» Task instructions
Search the data below for the string "brick" and copy all lines where it shows up.

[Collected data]
○ ○ ○ ○ ○

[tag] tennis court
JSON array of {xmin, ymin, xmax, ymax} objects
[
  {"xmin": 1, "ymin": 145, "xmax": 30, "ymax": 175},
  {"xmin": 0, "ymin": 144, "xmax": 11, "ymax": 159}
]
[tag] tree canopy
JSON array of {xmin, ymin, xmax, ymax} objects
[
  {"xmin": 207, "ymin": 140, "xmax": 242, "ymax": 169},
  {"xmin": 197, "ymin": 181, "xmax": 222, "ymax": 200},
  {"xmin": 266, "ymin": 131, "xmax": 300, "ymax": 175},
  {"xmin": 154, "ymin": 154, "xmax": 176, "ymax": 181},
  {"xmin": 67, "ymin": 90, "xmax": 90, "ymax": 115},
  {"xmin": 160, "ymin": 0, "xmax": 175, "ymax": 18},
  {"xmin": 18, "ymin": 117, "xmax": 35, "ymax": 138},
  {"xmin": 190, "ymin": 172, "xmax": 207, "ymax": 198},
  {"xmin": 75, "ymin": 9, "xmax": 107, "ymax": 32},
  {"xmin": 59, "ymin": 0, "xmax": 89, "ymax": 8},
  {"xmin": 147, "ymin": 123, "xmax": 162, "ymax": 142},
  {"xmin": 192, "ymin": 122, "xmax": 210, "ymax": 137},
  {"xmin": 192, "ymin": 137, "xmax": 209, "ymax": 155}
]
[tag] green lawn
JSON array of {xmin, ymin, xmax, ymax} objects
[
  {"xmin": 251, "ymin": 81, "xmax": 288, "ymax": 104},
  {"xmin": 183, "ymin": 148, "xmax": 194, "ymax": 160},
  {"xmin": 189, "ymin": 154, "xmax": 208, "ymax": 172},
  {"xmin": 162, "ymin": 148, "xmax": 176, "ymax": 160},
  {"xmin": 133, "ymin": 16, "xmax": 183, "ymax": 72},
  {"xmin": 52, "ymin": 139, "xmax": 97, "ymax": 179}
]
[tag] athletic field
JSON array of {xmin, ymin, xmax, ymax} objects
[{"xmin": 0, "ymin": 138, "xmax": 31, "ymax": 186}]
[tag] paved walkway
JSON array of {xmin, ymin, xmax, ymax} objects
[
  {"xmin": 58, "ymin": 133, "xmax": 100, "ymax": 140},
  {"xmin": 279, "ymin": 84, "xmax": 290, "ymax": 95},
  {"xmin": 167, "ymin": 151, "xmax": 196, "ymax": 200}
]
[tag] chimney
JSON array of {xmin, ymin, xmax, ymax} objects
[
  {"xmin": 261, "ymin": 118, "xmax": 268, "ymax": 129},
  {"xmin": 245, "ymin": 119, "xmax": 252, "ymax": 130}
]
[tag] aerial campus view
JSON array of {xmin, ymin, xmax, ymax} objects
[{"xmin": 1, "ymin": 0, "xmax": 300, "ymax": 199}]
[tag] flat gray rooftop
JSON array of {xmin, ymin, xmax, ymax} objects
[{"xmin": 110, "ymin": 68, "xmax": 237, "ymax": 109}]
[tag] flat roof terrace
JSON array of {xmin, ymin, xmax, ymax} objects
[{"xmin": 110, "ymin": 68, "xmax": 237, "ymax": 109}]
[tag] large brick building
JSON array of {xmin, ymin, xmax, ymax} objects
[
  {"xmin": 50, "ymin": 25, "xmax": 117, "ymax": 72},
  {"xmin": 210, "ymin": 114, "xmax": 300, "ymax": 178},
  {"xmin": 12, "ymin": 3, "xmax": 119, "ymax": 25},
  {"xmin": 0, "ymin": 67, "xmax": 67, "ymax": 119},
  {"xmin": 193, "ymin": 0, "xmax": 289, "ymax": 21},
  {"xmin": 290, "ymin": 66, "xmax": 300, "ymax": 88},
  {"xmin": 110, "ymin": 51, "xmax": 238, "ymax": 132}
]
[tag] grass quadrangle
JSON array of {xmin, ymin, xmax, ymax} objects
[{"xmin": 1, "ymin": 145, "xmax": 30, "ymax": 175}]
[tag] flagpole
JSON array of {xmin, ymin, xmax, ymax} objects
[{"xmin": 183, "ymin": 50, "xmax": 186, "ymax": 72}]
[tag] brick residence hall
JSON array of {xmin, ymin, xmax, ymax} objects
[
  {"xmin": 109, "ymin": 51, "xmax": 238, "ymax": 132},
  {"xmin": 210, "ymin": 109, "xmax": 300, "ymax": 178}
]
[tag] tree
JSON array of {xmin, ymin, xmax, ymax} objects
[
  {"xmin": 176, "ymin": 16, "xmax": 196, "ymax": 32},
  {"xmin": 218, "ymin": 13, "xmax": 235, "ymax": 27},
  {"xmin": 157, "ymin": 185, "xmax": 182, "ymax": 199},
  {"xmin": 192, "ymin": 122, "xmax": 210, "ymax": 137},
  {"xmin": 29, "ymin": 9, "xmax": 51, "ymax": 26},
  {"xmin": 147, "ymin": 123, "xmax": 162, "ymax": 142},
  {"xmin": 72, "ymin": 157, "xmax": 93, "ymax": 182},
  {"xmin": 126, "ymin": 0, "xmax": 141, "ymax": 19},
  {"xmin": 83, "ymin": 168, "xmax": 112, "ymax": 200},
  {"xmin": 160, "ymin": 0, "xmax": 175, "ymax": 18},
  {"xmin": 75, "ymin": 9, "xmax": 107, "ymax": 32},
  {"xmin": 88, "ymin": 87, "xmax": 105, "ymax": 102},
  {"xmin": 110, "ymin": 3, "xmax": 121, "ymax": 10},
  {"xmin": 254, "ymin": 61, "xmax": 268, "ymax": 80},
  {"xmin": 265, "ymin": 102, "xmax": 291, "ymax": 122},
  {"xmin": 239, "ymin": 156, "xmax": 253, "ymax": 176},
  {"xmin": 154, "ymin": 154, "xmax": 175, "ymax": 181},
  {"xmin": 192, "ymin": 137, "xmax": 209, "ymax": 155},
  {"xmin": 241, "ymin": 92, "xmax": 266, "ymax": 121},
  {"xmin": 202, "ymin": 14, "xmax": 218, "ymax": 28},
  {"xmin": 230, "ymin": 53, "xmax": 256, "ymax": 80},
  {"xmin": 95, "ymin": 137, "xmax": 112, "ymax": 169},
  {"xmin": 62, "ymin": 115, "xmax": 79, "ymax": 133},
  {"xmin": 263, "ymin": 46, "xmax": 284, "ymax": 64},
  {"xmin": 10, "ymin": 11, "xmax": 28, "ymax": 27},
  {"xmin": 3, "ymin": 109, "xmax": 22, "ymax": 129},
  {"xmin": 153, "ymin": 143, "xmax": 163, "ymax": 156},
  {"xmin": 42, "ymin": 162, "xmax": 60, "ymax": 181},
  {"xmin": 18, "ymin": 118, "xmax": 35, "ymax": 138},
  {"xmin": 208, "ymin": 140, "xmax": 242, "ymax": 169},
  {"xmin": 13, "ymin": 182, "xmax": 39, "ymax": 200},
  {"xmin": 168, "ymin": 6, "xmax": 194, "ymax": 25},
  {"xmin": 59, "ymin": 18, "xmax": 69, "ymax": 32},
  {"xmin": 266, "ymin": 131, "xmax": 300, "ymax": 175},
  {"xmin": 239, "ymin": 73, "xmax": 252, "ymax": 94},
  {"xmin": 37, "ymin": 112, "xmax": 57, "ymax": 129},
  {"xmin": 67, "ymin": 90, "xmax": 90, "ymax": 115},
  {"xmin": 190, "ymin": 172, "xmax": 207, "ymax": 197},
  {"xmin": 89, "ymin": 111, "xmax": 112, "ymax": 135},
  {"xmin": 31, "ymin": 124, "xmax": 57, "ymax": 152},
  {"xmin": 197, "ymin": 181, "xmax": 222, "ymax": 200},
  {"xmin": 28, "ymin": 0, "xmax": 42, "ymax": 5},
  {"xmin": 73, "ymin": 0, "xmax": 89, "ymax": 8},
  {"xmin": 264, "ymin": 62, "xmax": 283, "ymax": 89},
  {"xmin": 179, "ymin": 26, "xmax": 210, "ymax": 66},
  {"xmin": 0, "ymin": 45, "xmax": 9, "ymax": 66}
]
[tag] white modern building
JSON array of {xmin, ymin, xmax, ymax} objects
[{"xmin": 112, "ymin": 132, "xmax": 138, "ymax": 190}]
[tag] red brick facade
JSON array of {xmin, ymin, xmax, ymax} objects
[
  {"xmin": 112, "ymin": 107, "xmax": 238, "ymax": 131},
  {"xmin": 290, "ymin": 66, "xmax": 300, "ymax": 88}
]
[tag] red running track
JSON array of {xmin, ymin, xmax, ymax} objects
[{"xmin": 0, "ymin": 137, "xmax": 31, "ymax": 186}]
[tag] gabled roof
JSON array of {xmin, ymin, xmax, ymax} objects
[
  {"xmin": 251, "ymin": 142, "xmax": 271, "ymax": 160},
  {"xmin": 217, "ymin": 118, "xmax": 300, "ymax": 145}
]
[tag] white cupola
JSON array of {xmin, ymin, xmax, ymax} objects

○ ○ ○ ○ ○

» Answer area
[tag] large brick building
[tag] brick residence hall
[tag] red brick facade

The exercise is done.